- _Your objective_: Reproduce every row below word for word, with nothing added, dropped, or changed.

- _Provided information_:

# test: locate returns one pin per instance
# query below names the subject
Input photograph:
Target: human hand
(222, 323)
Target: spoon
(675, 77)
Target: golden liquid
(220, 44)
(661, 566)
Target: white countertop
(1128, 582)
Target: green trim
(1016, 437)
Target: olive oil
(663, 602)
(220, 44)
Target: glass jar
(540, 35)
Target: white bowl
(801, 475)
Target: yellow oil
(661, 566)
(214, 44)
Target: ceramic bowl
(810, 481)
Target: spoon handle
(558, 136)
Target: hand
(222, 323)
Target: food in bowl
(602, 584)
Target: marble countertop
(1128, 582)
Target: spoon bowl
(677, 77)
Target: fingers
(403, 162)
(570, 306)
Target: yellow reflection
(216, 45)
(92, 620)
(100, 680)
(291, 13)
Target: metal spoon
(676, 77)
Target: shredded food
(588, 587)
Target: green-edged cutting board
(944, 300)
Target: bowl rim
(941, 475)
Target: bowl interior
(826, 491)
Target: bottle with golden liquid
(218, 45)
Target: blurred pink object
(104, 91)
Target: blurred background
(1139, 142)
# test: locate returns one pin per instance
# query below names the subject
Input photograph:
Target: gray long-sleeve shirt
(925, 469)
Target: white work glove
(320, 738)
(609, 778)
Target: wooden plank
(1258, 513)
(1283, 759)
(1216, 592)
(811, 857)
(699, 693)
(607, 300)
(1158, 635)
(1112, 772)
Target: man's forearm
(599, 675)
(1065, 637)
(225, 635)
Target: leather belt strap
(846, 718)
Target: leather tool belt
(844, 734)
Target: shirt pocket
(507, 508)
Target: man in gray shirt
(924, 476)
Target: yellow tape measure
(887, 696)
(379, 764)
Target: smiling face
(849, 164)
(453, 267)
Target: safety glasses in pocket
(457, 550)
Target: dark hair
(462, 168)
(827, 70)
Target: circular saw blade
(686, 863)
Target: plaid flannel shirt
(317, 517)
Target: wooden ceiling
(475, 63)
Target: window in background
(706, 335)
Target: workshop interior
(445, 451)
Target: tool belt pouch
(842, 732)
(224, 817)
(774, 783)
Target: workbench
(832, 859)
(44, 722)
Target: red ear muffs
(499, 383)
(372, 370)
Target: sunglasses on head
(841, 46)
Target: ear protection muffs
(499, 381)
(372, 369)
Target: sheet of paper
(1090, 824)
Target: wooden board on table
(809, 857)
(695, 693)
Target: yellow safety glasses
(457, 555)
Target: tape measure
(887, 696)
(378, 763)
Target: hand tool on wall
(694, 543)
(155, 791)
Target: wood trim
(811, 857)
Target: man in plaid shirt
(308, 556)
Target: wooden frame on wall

- _Response for this exercise_:
# test: locate returns one pin per instance
# query below names the subject
Input photograph:
Target: human hand
(222, 323)
Target: spoon
(675, 77)
Target: golden liquid
(220, 44)
(661, 566)
Target: white countertop
(1128, 582)
Target: green trim
(1016, 437)
Target: olive oil
(663, 602)
(220, 44)
Target: glass jar
(540, 35)
Target: white bowl
(801, 475)
Target: yellow oil
(661, 566)
(214, 44)
Target: ceramic bowl
(810, 481)
Target: spoon handle
(558, 136)
Target: hand
(222, 323)
Target: food in bowl
(602, 584)
Target: marble countertop
(1128, 582)
Target: spoon bowl
(677, 77)
Target: fingers
(403, 162)
(570, 306)
Target: yellow reflection
(216, 45)
(92, 620)
(100, 680)
(291, 13)
Target: metal spoon
(676, 77)
Target: shredded food
(588, 587)
Target: green-edged cutting board
(944, 300)
Target: bowl rim
(941, 475)
Target: bowl interior
(826, 491)
Target: bottle with golden liquid
(218, 45)
Target: blurred pink object
(104, 91)
Target: blurred background
(1139, 142)
# test: locate returns one pin per instance
# query below names the subject
Input photograph:
Target: gray long-sleeve shirt
(925, 469)
Target: white work glove
(320, 738)
(609, 778)
Target: wooden plank
(1258, 513)
(1283, 759)
(1216, 592)
(811, 857)
(699, 693)
(607, 300)
(1158, 635)
(1112, 772)
Target: man's forearm
(599, 675)
(1065, 637)
(225, 635)
Target: leather belt strap
(846, 718)
Target: leather tool belt
(844, 734)
Target: shirt pocket
(507, 508)
Target: man in gray shirt
(924, 476)
Target: yellow tape measure
(887, 696)
(379, 764)
Target: smiling face
(849, 164)
(453, 267)
Target: safety glasses in pocket
(457, 550)
Target: dark hair
(462, 168)
(827, 70)
Target: circular saw blade
(686, 863)
Target: plaid flannel shirt
(317, 517)
Target: wooden ceiling
(475, 63)
Target: window in background
(706, 335)
Target: workshop interior
(445, 451)
Target: tool belt pouch
(842, 732)
(224, 817)
(774, 783)
Target: workbench
(832, 859)
(44, 722)
Target: red ear muffs
(499, 383)
(372, 370)
Target: sunglasses on head
(841, 46)
Target: ear protection muffs
(499, 381)
(372, 369)
Target: sheet of paper
(1090, 824)
Target: wooden board on table
(809, 857)
(695, 693)
Target: yellow safety glasses
(457, 555)
Target: tape measure
(887, 696)
(378, 763)
Target: hand tool on wall
(694, 543)
(155, 791)
Target: wood trim
(811, 857)
Target: man in plaid shirt
(308, 556)
Target: wooden frame on wall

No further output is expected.